Study questions |
1/ Rewrite the passage of the BMP review starting at "Keywords: bone morphogenetic" and ending at "CM, cell membrane.", changing "pro-domain" to "propeptide" wherever it occurs.
2/ According to the BMP review, who first discovered BMPs, and in what decade?

Bone morphogenetic proteins and their antagonists: current and emerging clinical uses

Abstract

Bone morphogenetic proteins (BMPs) are members of the TGFβ superfamily of secreted cysteine knot proteins that includes TGFβ1, nodal, activins and inhibins. BMPs were first discovered by Urist in the 1960s when he showed that implantation of demineralized bone into intramuscular tissue of rabbits induced bone and cartilage formation. Since this seminal discovery, BMPs have also been shown to play key roles in several other biological processes, including limb, kidney, skin, hair and neuronal development, as well as maintaining vascular homeostasis. The multifunctional effects of BMPs make them attractive targets for the treatment of several pathologies, including bone disorders, kidney and lung fibrosis, and cancer. This review will summarize current knowledge on the BMP signalling pathway and critically evaluate the potential of recombinant BMPs as pharmacological agents for the treatment of bone repair and tissue fibrosis in patients.

Keywords: bone morphogenetic protein; fibrosis; fracture; gremlin; inhibitors; scarring; skeleton.

Figure 1

Model of BMP synthesis and site-specific cleavage by proprotein convertases. BMPs are synthesized within the cell as large, inactive dimeric precursor proteins within the ER that require site-specific cleavage by proprotein convertases to produce stable, active dimers. This occurs at two sites located within its pro-domain. Initial cleavage at S1 site is thought to occur in the TGN and results in a pro-domain–ligand complex. This pro-domain–ligand complex is further cleaved at S2 site, which is rendered accessible due to the acidic enviroment within the post-TGN. This releases the mature ligand from the pro-domain, yielding a stable biologically active BMP monomer. ER, endoplasmic reticulum; TGN, trans-Golgi network; CM, cell membrane.

Dataset records |
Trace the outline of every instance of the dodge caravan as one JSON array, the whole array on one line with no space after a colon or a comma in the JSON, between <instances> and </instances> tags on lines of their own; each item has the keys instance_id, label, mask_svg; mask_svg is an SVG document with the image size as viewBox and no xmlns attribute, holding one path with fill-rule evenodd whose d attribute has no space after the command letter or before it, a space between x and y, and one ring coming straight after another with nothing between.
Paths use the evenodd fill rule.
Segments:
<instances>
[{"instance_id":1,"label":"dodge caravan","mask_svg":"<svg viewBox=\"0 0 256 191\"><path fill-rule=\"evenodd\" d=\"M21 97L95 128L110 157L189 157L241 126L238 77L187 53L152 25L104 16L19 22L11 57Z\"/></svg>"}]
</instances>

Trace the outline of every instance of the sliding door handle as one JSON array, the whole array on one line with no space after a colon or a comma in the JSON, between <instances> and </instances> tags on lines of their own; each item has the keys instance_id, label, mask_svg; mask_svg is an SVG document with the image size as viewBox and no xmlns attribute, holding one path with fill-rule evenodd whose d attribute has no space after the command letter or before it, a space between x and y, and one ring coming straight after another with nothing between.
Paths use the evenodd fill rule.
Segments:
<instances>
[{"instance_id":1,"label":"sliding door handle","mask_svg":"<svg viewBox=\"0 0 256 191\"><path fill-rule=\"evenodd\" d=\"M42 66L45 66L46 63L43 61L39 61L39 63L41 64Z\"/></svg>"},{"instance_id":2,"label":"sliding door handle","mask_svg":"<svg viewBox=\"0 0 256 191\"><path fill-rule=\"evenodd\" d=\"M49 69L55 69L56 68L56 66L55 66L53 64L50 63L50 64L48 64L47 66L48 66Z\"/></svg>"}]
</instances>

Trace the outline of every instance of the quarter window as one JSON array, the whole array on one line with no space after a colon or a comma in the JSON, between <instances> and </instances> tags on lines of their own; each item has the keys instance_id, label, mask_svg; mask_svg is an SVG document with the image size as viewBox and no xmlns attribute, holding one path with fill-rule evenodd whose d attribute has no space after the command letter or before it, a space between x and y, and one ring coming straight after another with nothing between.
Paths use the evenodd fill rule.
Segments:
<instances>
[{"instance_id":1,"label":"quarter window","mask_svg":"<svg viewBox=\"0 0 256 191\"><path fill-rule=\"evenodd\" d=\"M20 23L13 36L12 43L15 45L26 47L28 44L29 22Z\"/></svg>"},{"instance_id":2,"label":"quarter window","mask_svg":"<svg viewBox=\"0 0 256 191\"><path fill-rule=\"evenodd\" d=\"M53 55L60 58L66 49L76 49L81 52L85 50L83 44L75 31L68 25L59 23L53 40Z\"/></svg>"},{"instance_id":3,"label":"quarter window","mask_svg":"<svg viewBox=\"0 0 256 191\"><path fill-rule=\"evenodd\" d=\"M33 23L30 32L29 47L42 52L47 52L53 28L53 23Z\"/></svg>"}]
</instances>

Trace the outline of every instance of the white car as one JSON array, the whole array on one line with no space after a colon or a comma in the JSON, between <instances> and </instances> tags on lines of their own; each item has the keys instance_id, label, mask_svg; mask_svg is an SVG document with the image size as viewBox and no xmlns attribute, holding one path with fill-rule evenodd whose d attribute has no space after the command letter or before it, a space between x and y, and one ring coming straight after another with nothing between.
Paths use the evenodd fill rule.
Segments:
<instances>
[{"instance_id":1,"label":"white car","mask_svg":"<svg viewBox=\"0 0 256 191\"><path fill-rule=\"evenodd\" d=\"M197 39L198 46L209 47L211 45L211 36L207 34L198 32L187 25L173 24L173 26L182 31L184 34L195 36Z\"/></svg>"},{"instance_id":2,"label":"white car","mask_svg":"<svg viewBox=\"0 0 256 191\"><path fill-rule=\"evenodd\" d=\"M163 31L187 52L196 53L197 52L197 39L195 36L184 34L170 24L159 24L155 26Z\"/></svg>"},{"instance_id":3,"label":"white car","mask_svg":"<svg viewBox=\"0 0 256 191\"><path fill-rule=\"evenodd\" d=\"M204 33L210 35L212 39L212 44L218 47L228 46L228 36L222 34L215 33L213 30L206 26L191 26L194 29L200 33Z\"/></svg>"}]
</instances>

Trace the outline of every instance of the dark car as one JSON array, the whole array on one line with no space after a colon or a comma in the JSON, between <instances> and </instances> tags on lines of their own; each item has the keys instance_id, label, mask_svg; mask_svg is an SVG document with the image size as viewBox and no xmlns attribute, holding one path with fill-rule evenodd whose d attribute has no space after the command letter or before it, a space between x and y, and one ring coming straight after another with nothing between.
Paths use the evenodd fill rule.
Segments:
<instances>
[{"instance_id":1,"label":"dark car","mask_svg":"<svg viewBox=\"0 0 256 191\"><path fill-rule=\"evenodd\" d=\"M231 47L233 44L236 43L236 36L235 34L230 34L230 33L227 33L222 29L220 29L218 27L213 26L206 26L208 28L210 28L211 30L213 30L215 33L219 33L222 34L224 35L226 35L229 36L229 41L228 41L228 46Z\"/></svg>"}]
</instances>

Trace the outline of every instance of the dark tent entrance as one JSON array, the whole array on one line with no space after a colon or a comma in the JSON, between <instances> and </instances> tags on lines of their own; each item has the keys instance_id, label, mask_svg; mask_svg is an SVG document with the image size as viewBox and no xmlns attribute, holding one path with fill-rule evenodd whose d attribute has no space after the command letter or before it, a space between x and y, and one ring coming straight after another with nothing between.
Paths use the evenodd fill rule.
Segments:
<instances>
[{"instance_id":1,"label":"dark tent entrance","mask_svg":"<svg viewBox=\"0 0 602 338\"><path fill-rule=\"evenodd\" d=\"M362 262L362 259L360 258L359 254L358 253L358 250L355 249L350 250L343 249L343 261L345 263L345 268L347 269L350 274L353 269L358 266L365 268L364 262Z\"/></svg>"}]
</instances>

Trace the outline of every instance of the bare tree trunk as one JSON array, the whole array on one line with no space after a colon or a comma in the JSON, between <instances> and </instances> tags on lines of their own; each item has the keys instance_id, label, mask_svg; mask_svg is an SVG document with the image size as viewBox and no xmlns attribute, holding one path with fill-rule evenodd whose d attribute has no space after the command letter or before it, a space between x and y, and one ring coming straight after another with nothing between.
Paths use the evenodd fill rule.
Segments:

Results of the tasks |
1/
Keywords: bone morphogenetic protein; fibrosis; fracture; gremlin; inhibitors; scarring; skeleton.

Figure 1

Model of BMP synthesis and site-specific cleavage by proprotein convertases. BMPs are synthesized within the cell as large, inactive dimeric precursor proteins within the ER that require site-specific cleavage by proprotein convertases to produce stable, active dimers. This occurs at two sites located within its propeptide. Initial cleavage at S1 site is thought to occur in the TGN and results in a propeptide–ligand complex. This propeptide–ligand complex is further cleaved at S2 site, which is rendered accessible due to the acidic enviroment within the post-TGN. This releases the mature ligand from the propeptide, yielding a stable biologically active BMP monomer. ER, endoplasmic reticulum; TGN, trans-Golgi network; CM, cell membrane.

2/ Urist, in the 1960s.